▸ What the exercise asks
Will you quote only the lines starting at the one that contains "Guideline: for each instance of the white bowl, put" and ending with the last line of the listing below, inclusive?

▸ The input

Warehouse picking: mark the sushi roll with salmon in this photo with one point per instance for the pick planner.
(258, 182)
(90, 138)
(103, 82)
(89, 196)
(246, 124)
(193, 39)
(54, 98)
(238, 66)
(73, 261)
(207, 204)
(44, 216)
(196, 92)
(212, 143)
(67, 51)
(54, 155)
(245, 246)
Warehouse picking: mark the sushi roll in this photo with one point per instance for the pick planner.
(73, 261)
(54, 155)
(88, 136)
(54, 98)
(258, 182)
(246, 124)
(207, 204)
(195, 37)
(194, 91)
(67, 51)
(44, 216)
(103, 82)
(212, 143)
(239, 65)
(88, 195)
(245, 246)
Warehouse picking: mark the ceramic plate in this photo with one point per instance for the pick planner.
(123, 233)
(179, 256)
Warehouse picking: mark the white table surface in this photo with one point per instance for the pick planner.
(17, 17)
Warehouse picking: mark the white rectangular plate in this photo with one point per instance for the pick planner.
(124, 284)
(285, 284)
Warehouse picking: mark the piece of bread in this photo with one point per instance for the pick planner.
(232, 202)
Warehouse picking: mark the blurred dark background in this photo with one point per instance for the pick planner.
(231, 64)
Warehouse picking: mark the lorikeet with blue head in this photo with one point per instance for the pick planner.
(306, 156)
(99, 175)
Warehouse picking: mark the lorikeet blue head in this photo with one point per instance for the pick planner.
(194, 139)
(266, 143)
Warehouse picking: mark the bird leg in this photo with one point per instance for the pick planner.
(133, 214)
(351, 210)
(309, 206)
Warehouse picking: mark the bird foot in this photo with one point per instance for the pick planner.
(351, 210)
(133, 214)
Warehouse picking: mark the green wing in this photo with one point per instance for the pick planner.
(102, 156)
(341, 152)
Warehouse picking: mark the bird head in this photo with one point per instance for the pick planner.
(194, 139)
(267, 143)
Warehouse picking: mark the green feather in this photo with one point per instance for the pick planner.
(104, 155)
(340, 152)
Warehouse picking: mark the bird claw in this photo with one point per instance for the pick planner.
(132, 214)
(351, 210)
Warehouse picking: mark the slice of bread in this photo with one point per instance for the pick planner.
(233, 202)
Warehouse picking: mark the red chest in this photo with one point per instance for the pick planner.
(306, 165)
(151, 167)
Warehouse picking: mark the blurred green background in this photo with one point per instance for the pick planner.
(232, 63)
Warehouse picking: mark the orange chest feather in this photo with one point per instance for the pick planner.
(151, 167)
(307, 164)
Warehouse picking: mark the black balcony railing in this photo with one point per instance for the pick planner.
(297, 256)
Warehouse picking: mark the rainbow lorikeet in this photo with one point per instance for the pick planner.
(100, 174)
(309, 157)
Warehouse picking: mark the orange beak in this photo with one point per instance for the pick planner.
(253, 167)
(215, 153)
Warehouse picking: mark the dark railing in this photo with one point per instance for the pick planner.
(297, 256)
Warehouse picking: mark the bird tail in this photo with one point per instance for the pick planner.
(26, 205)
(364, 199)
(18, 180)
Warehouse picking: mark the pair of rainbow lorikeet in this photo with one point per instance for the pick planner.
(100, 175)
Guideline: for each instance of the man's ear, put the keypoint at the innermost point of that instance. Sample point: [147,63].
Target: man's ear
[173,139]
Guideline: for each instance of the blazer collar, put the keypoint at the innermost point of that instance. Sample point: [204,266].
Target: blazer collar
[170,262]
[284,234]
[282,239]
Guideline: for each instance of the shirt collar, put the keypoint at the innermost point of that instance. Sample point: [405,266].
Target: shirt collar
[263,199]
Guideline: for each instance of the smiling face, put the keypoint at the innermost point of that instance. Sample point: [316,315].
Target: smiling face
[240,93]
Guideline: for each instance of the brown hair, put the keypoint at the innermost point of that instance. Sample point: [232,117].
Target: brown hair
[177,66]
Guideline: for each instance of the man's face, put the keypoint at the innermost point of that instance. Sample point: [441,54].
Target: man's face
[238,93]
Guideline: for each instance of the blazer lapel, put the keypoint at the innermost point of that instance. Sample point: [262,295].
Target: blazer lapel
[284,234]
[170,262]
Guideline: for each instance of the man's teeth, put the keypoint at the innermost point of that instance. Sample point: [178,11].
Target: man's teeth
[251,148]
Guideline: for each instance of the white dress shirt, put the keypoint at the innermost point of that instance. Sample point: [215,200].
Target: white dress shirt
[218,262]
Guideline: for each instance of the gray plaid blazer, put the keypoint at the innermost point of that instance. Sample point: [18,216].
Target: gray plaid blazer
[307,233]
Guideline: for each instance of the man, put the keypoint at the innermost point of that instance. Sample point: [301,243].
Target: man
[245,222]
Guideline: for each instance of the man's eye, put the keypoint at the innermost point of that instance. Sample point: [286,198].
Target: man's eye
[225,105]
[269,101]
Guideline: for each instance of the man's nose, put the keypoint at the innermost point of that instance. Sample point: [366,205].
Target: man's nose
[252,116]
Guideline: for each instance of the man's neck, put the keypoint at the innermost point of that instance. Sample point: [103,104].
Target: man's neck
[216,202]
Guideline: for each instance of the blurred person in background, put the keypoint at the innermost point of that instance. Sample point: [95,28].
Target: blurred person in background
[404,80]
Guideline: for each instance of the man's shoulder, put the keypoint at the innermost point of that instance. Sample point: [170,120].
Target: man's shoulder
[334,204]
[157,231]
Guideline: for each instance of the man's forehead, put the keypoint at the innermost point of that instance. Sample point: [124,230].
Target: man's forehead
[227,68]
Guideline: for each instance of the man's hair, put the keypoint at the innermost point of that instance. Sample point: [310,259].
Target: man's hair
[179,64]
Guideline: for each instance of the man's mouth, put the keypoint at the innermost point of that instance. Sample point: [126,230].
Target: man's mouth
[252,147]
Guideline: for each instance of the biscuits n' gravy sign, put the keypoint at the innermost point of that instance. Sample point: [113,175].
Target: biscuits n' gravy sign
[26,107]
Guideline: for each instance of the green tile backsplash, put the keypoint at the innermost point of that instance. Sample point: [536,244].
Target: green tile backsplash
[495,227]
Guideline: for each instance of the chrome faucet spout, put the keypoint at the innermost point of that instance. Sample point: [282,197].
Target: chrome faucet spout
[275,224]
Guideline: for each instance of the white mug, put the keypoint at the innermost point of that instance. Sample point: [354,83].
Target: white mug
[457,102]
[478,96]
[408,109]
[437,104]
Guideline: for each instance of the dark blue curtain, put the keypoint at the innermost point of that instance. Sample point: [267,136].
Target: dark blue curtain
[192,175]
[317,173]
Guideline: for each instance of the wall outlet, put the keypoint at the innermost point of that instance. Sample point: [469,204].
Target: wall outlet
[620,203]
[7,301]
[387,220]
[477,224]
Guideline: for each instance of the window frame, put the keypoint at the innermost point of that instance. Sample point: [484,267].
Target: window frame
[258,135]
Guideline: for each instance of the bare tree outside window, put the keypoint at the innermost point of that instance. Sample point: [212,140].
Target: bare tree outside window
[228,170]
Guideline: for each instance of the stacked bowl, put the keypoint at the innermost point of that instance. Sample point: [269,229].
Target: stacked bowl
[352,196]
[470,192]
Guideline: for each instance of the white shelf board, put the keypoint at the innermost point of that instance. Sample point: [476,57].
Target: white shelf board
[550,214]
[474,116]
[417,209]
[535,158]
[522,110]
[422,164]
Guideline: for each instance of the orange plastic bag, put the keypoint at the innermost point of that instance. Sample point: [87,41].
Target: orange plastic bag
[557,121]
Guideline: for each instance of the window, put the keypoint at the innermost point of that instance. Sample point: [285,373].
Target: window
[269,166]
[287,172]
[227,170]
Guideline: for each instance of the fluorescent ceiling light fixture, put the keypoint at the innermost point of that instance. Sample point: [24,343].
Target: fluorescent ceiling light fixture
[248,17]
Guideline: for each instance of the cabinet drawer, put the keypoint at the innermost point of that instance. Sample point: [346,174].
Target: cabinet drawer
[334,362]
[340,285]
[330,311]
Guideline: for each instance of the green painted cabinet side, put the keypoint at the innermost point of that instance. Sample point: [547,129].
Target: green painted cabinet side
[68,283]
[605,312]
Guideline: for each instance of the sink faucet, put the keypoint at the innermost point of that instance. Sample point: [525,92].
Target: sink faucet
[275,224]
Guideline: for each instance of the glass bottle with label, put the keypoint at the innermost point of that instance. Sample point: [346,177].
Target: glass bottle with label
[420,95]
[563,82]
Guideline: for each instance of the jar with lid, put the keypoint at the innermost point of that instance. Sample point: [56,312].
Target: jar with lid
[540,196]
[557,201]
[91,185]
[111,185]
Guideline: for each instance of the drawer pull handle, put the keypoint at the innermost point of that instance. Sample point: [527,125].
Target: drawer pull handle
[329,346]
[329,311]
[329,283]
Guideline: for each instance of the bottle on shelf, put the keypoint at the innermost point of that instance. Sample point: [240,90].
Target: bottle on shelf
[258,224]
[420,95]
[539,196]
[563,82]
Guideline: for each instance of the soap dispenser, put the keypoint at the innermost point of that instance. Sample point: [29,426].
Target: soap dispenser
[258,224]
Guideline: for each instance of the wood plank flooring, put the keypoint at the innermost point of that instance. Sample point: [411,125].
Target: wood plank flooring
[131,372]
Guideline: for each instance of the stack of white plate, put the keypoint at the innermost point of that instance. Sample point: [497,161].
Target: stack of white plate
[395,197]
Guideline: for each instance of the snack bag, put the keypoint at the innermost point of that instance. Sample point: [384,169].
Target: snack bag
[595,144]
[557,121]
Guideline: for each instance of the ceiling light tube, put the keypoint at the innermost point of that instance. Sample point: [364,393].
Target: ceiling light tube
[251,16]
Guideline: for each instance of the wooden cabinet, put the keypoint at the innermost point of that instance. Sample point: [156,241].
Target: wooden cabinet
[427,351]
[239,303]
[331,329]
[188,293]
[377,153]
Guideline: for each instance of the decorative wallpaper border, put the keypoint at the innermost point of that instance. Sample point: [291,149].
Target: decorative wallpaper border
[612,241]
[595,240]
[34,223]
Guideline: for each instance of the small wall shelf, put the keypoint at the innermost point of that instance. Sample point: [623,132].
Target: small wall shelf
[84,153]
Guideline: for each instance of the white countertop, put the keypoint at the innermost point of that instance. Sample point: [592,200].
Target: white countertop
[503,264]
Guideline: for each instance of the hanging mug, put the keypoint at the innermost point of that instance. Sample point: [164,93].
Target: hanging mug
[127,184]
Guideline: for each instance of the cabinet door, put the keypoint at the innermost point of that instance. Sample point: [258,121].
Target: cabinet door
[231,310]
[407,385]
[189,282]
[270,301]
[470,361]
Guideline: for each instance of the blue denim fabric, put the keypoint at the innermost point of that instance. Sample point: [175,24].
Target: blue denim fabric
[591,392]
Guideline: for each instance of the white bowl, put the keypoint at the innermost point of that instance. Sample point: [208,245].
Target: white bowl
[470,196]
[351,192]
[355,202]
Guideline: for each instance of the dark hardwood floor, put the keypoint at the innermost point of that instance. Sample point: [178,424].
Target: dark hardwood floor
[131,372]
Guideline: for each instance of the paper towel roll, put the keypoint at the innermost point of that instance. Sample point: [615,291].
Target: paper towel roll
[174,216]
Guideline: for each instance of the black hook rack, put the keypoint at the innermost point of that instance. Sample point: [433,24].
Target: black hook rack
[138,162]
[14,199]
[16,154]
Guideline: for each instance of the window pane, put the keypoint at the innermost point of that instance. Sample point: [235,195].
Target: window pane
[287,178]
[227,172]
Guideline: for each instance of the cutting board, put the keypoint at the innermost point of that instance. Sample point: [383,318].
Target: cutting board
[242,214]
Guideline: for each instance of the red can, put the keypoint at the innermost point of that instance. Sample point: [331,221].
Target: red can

▸ Output of the exercise
Guideline: for each instance of the white bowl, put the keypoint at the innermost point of that instance. Sample point: [208,245].
Target: white bowl
[470,196]
[351,192]
[355,202]
Guideline: for each instance of the dark hardwood floor, put the keypoint at the innermost point of that instance. Sample point: [178,424].
Target: dark hardwood floor
[131,372]
Guideline: for each instance of the paper towel roll, put the keypoint at the innermost point of that instance. Sample point: [615,291].
Target: paper towel roll
[174,216]
Guideline: for each instance of the black hook rack, put the keypoint at the innermost point of that instance. Sample point: [433,24].
Target: black hook rack
[138,162]
[14,199]
[16,154]
Guideline: for each instance of the window pane, put the keypoint at the innermost point of that instance. Sample point: [235,195].
Target: window pane
[287,178]
[227,172]
Guideline: for each instance of the cutting board, put the keypoint at the innermost point of that instance. Sample point: [383,318].
Target: cutting board
[242,214]
Guideline: for each instance of the red can, put the keypoint at the innermost point of that instance. Sample point: [331,221].
Target: red can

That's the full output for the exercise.